__Data for the task__
+===+
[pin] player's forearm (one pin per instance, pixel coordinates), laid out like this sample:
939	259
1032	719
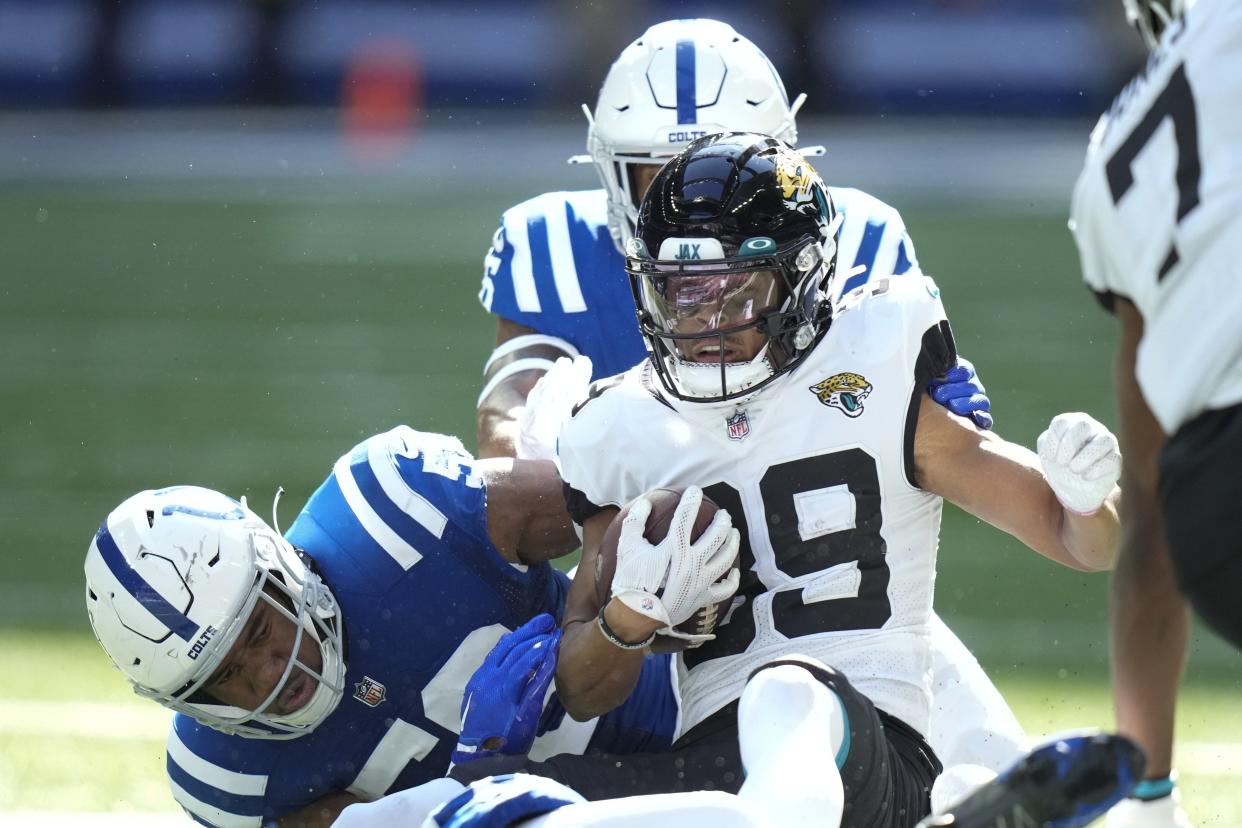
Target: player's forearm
+===+
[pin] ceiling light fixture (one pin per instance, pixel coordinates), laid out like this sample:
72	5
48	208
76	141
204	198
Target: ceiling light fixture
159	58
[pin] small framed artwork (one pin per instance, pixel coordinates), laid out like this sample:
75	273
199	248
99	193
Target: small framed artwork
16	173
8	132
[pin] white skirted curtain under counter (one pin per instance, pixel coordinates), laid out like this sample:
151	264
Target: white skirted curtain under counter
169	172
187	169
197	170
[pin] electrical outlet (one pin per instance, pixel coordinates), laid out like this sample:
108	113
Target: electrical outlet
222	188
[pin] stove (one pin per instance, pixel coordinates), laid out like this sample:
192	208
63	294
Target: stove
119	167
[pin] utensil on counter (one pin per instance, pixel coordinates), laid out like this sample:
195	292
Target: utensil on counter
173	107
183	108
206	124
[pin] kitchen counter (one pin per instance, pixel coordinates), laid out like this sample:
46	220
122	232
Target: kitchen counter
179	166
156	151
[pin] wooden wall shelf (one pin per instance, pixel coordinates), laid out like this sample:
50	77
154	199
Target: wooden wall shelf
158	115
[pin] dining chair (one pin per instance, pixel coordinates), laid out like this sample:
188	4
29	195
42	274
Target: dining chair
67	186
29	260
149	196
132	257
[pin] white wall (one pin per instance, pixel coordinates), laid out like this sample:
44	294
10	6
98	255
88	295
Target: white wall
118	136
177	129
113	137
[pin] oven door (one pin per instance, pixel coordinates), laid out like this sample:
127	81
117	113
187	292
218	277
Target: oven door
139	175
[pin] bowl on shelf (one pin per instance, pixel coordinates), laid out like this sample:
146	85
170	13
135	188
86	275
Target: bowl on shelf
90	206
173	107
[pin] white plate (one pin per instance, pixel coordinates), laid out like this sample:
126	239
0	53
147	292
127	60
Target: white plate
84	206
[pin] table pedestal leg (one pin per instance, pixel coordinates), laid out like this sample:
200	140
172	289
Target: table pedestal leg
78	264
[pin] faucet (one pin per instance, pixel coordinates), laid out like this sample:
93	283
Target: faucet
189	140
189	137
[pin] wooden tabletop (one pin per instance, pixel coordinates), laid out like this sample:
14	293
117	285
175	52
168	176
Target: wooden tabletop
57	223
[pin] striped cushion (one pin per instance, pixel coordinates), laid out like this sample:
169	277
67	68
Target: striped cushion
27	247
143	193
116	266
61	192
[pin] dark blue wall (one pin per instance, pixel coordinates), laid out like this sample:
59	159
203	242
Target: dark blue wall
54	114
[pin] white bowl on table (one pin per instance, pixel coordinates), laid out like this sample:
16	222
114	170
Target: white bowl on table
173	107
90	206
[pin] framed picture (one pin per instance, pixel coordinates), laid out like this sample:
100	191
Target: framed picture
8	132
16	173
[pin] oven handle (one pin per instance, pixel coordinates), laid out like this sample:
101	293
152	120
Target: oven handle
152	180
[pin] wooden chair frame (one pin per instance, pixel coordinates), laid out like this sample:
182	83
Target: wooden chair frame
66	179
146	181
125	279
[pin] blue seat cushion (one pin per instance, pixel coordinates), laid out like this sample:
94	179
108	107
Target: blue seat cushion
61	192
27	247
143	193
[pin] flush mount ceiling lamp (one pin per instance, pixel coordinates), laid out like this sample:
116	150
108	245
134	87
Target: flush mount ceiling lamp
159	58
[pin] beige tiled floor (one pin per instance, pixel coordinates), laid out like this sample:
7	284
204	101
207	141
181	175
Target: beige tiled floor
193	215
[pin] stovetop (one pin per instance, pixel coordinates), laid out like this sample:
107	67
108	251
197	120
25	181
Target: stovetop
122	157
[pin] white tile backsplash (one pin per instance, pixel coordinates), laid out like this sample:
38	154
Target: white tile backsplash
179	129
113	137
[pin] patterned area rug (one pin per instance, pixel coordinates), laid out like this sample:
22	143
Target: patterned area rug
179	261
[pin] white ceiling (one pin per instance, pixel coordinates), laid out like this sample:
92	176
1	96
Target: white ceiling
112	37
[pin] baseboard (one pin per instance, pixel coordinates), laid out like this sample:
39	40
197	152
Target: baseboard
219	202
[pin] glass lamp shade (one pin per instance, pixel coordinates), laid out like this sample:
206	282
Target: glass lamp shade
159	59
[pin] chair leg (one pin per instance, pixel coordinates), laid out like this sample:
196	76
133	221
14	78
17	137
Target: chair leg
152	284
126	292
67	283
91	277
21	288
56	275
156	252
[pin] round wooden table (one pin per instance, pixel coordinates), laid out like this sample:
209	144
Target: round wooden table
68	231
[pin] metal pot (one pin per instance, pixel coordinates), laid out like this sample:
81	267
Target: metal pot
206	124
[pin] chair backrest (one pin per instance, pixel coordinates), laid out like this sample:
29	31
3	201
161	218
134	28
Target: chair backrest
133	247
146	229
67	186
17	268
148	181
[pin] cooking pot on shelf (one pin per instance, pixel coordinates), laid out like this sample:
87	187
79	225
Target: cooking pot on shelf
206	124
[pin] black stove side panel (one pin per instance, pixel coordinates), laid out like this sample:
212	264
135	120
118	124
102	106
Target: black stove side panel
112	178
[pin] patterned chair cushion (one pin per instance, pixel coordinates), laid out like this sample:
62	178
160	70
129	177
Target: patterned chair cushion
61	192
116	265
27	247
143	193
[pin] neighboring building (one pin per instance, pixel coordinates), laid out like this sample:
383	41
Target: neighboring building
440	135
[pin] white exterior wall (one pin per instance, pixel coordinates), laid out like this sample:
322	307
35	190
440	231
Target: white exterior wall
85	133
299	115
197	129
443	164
+===+
__Problem__
Go through the data and return each line where the word "player" appears.

__Output for this task__
[pin] player's forearm (one pin per instance, pixel coordinates), laid out like this sample:
Target: player's forearm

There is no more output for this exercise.